- _Aim_
Edit the rows below so that each "put a pin on" becomes "place a dot on", and change nothing else.

(Rows excerpted from a collection)
■ ■ ■

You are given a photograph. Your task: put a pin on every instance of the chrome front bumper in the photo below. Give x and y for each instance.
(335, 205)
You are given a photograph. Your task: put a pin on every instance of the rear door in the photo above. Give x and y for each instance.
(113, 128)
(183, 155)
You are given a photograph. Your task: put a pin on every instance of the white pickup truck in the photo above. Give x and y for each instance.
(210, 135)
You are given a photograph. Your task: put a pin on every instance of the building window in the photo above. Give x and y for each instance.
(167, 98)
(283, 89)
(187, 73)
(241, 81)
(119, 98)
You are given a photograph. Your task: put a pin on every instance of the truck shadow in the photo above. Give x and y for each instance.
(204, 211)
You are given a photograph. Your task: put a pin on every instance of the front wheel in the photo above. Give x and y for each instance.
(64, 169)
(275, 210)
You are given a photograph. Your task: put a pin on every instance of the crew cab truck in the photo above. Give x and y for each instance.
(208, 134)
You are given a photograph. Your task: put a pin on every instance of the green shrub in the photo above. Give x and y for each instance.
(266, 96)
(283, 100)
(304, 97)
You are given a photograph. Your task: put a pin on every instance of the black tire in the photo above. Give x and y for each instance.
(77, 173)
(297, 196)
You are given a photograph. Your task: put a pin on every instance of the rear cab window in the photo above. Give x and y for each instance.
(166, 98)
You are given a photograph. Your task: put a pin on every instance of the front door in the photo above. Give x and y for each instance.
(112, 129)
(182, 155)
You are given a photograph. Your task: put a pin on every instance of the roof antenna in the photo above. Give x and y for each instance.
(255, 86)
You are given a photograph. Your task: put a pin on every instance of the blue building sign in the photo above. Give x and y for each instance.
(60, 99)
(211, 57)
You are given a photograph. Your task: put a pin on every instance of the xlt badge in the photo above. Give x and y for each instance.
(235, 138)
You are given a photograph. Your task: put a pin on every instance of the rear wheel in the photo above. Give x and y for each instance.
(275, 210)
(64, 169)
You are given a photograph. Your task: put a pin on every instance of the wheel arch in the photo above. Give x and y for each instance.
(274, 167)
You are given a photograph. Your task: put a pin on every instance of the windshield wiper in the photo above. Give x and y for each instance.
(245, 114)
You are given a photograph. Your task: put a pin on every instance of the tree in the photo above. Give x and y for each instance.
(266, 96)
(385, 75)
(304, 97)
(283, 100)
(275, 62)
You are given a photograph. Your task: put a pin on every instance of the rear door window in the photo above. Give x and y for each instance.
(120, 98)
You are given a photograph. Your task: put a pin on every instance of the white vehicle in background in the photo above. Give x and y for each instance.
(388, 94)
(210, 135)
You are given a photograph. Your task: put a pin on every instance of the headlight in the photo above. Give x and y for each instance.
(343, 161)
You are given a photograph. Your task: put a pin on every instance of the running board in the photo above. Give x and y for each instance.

■ ■ ■

- _Answer in full_
You are given a photograph. Your task: place a dot on every instance of the chrome front bumper in the photo below. Give x and y for each instance.
(335, 205)
You are given a photograph. Your task: place a dot on every instance of the rear door in the photo above. Give x and y for each instance.
(113, 128)
(183, 155)
You are given a photograph. Your task: place a dot on every instance of the white pickup truck in the photo above. Give x and y for each instance.
(210, 135)
You are given a photograph. Your task: place a dot on every instance of the building window in the photo above. Give x and y for each instance.
(167, 98)
(283, 89)
(187, 73)
(241, 81)
(119, 98)
You are given a photograph. Your task: place a dot on every instance of the truck shadow in the photo above. Give x and y for each instance.
(204, 211)
You are given a photograph. Your task: place a dot on every instance of the front wheel in the photo above. Give x and y for each instance.
(64, 169)
(275, 210)
You are given a photograph. Your task: place a dot on every instance of the crew cab truck in the photo above. Give x and y for each instance.
(208, 134)
You are given a photograph. Your task: place a dot on every instance of the green shrub in the photo above. Give x and y for each instance.
(266, 96)
(283, 100)
(304, 97)
You are given a photograph. Your task: place a dot on every instance of the black tire in the photo above. Give x and y for each instance.
(77, 173)
(297, 196)
You are given a photograph. Your task: place a dot on every instance of the rear cab window in the photo above. Give x and y for each instance.
(166, 98)
You are given a photograph. Your task: place a dot on every instance of the front door in the photo above. Give x and y for each instance.
(112, 129)
(182, 155)
You are given a photograph. Your task: place a dot on every instance of the roof antenna in the photo above. Give x and y for each instance.
(255, 86)
You are given a photograph. Your task: place a dot on every instance of the blue building sign in the photo above. Give x and y for each instance.
(60, 99)
(211, 57)
You are given a photograph. Your task: place a dot on every instance of the xlt badge in the photo above. Give x and y for each instance.
(235, 138)
You are given a photograph. Your task: place a dot on every instance of the rear wheel in the photo above. Give x and y for each instance.
(275, 210)
(64, 169)
You are given a photograph. Your task: place a dot on every instance of the wheel arch in the photo above. Give x and y for each instance.
(274, 167)
You are given a photograph. Your task: place a dot on every instance of the windshield wiper in the photo above. Give x and y for each instance.
(245, 114)
You are given a photograph. Your task: place a dot on every instance of the tree in the photo above. Give x and y for each instance.
(266, 96)
(385, 75)
(304, 97)
(283, 100)
(275, 62)
You are given a photograph. Your task: place a dot on every instance of the rear door window in the photo above. Give x and y for each instance.
(120, 98)
You are given a photograph. Your task: place a dot on every instance of the white vehicle in background in the photo above. Give x and y for each instance.
(388, 94)
(210, 135)
You are given a photograph. Your task: place a dot on every instance of the headlight in the photo above. Give x and y for each instance.
(343, 161)
You are given a photograph. Your task: place a dot on every instance of the running board in the photo above. Give x and y for each instance.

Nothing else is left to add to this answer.